[Dataset excerpts on pointing at objects]
[START]

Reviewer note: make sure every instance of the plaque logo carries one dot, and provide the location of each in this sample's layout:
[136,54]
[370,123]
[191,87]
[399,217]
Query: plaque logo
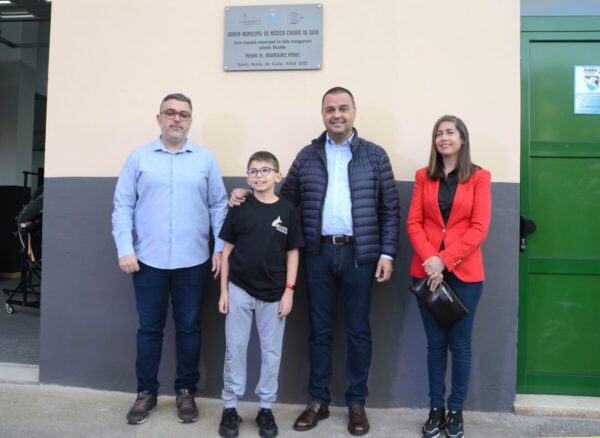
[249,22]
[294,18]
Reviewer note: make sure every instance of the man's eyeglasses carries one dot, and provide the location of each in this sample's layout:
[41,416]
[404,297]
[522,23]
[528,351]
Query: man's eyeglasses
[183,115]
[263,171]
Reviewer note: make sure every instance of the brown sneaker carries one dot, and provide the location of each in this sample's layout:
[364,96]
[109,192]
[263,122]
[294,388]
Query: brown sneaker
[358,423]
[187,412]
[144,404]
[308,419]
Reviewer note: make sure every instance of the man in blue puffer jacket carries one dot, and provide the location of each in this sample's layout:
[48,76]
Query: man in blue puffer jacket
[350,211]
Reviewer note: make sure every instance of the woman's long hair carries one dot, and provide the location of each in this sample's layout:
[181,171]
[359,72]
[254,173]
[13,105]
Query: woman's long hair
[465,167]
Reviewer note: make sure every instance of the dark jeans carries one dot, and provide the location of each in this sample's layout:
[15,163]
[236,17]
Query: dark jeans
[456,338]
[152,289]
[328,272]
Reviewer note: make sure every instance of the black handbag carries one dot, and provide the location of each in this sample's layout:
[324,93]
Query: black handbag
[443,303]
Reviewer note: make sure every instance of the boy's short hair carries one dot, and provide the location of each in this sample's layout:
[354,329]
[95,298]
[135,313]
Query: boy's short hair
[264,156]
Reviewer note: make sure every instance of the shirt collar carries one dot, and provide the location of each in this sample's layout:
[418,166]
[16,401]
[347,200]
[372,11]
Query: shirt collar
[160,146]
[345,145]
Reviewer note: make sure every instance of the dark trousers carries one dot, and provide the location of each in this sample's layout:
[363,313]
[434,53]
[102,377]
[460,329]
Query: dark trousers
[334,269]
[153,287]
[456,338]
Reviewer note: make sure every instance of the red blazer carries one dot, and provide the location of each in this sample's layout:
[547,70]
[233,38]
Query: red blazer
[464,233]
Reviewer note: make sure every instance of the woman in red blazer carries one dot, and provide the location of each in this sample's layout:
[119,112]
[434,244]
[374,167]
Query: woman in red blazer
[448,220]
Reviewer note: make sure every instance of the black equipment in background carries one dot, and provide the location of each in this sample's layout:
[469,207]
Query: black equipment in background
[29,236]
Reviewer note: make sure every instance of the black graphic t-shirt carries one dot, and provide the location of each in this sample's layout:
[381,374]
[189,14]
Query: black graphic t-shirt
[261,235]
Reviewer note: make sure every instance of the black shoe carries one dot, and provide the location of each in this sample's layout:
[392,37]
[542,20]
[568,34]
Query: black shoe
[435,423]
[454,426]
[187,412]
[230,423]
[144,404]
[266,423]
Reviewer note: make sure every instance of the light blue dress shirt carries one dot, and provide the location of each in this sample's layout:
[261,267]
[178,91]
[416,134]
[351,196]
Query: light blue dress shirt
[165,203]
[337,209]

[END]
[START]

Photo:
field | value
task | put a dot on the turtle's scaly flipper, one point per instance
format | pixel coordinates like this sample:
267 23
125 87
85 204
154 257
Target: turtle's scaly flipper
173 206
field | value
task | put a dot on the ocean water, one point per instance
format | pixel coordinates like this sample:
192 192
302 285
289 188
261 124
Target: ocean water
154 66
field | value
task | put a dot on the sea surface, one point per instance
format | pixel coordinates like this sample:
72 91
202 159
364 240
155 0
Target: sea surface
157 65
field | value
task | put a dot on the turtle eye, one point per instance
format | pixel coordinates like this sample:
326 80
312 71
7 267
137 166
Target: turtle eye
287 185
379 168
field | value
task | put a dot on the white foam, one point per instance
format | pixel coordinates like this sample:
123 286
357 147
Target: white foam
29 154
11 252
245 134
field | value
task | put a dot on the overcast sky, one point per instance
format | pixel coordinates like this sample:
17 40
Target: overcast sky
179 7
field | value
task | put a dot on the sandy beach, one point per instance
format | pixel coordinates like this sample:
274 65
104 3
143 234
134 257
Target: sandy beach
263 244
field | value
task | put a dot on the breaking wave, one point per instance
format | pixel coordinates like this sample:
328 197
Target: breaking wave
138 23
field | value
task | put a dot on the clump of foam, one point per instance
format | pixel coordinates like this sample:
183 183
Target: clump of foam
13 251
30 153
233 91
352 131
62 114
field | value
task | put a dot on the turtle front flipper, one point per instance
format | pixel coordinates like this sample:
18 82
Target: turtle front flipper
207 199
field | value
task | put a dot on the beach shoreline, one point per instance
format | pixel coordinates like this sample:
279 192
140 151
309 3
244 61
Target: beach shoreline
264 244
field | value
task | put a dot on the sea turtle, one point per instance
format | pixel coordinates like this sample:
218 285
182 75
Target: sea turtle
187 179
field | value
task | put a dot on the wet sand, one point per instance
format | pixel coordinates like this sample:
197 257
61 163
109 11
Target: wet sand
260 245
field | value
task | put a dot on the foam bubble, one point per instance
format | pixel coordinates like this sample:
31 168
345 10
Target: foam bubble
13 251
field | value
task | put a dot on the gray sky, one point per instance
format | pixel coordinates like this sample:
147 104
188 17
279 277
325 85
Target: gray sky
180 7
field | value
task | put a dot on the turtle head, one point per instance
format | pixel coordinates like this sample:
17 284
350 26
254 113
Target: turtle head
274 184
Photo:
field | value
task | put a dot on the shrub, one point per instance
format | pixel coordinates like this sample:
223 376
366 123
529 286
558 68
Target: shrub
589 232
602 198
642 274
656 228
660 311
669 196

[END]
[START]

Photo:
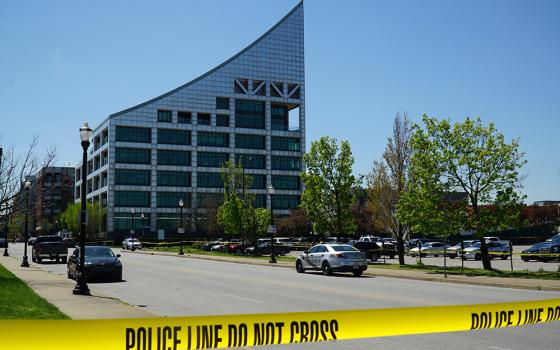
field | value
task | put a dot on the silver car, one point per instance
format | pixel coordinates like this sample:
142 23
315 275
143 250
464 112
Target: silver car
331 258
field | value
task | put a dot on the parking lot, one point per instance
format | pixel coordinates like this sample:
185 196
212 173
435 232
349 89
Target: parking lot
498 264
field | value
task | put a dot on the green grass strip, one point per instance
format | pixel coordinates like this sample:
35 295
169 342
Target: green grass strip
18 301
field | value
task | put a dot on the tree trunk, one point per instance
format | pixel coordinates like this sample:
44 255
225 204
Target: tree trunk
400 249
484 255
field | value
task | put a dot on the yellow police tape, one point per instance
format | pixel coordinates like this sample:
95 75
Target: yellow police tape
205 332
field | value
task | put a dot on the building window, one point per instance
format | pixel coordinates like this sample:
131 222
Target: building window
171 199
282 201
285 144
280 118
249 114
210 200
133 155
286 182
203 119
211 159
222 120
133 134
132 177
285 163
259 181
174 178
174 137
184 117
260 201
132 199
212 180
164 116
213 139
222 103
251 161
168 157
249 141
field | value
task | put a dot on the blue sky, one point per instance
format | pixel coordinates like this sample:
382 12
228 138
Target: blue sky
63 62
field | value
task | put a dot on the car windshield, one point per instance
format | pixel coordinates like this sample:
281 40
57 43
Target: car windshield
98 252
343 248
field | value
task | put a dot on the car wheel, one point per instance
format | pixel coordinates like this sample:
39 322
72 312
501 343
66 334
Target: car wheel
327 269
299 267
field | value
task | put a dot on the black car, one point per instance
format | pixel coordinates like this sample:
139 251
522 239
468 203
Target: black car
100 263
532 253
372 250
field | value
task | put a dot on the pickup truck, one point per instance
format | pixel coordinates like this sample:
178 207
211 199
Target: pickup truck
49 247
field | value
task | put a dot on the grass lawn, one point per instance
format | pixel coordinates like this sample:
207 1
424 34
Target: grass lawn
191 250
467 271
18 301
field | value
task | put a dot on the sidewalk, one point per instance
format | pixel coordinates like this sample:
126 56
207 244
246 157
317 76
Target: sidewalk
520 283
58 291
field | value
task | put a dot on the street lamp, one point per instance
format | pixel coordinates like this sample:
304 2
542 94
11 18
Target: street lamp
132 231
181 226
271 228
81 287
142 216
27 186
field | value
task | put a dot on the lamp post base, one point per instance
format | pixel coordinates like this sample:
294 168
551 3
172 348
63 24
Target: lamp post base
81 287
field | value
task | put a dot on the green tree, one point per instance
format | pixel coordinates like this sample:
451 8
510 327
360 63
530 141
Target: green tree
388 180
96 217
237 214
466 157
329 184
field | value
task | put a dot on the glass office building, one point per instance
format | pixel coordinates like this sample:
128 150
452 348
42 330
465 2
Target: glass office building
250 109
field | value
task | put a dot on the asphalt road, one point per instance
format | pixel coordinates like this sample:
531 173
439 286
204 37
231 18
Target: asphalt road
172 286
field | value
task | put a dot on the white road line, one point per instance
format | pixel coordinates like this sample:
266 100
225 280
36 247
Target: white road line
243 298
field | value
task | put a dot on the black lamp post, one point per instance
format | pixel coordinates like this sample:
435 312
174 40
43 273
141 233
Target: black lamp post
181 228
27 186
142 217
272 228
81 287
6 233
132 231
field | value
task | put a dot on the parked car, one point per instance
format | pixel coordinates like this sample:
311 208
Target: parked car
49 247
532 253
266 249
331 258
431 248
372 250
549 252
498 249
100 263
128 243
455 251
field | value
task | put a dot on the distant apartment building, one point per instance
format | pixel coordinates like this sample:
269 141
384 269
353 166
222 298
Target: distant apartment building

[END]

**Goal of the exercise**:
Gather every line of the records that contains the string "short" and copy those lines out.

**Solution to the problem**:
Reviewer note: make sure every instance of the boy's short hair carries one dot, and provide the location of each in this sample's layout:
Query: boy's short hair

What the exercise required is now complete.